◆ TEXT SECTION ◆
◇ ◇ ◇ ◇
Christusregnat said:


> Davidius said:
> 
> 
> > In my not-so-informed opinion, this comes from an overly scholastic, rigidly philosophical approach to the scriptures. Ignoring the commonplaces of language, we see one word used here, another there, and assume that there is a qualitative distinction to be derived, as if "there were loads of people at the ballgame" and "there were tons of people at the ballgame" carry metaphysically opposed meanings.
> ...



This is exactly my point. It is impossible to derive from scripture systematic definitions of the "mind" and "heart" which do not overlap and thus destroy the validity of the definitions. It appears that the authors use these and other such terms interchangeably. When they were writing a passage with the word "heart" or "mind" they were not purposing to spell out a Judeo-Christian metaphysics.


----------



## smhbbag (Sep 14, 2008)

Ditto to Davidius.


----------



## Archlute (Sep 14, 2008)

Whitefield said:


> Hmmm .. lemme see .. counting up the number of times the apostle Paul uses the words "know" "knowledge" "understand" and their cognates .. now counting up the number of times he uses "feelings" "emotions" and their cognates ... sorry, still looking for the occurrences of the latter.



If you do a broader study of the issue, you will find that Paul (and other writers of the epistles) use many terms that describe experience and emotion in the Christian faith. Terms such as comfort, peace, sorrows, groaning of spirit, etc. In fact, the whole of Paul's discussion in Galatians chapter 5 is a discussion that centers upon experience. A superficial word study on a couple of categorical terms may not come up with much, but a careful reading of the epistles certainly will help to overcome that error.


----------



## Archlute (Sep 14, 2008)

As an aside, a ministerial colleague remarked to me during a conversation last week on this very subject that he had just come across a passage in Calvin's writings where he had made a point about head vs. heart knowledge using that very phrase, and that it had completely taken him by surprise (since we know that it is only pietists who make this distinction, right?). He didn't have the reference on hand, but said that he would go home and look it up for me. I'm not very surprised though. I've been studying Calvin on prayer, and find that he makes a good deal of hay over what we would label a "head vs. heart" distinction in the realm of prayer. Good stuff to give careful read if you have the time; especially 3.20 of his _Institutes_.


----------



## Grymir (Sep 14, 2008)

We put on the mind of Christ. Can't remember the exact verse, it's late. Also the whole 'bowel's of compassion'. And the passage that God says He'll take away our stoney heart and give us a new one.

I was pondering your statement "but this is rather a man-made philosophy which separates the intellection function from the "real man"."
◇ ◇ ◇ ◇
◆ PROVIDED DATA ◆
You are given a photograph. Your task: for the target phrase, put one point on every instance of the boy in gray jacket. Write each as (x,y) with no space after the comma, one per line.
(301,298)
◇ ◇ ◇ ◇
◆ REQUIRED WORK ◆
**A)** Which section of Calvin's _Institutes_ does Archlute single out in the forum thread?
**B)** Copy word for word the part of the forum thread from "As an aside, a" to "Grymir (Sep 14, 2008)".
**C)** Put this sentence from the forum thread into Spanish: "In fact, the whole of Paul's discussion in Galatians chapter 5 is a discussion that centers upon experience."

◆ RESULTS IN ORDER ◆
**A)** Section 3.20

**B)**
As an aside, a ministerial colleague remarked to me during a conversation last week on this very subject that he had just come across a passage in Calvin's writings where he had made a point about head vs. heart knowledge using that very phrase, and that it had completely taken him by surprise (since we know that it is only pietists who make this distinction, right?). He didn't have the reference on hand, but said that he would go home and look it up for me. I'm not very surprised though. I've been studying Calvin on prayer, and find that he makes a good deal of hay over what we would label a "head vs. heart" distinction in the realm of prayer. Good stuff to give careful read if you have the time; especially 3.20 of his _Institutes_.


----------



## Grymir (Sep 14, 2008)

**C)** De hecho, toda la exposición de Pablo en el capítulo 5 de Gálatas es una exposición que se centra en la experiencia.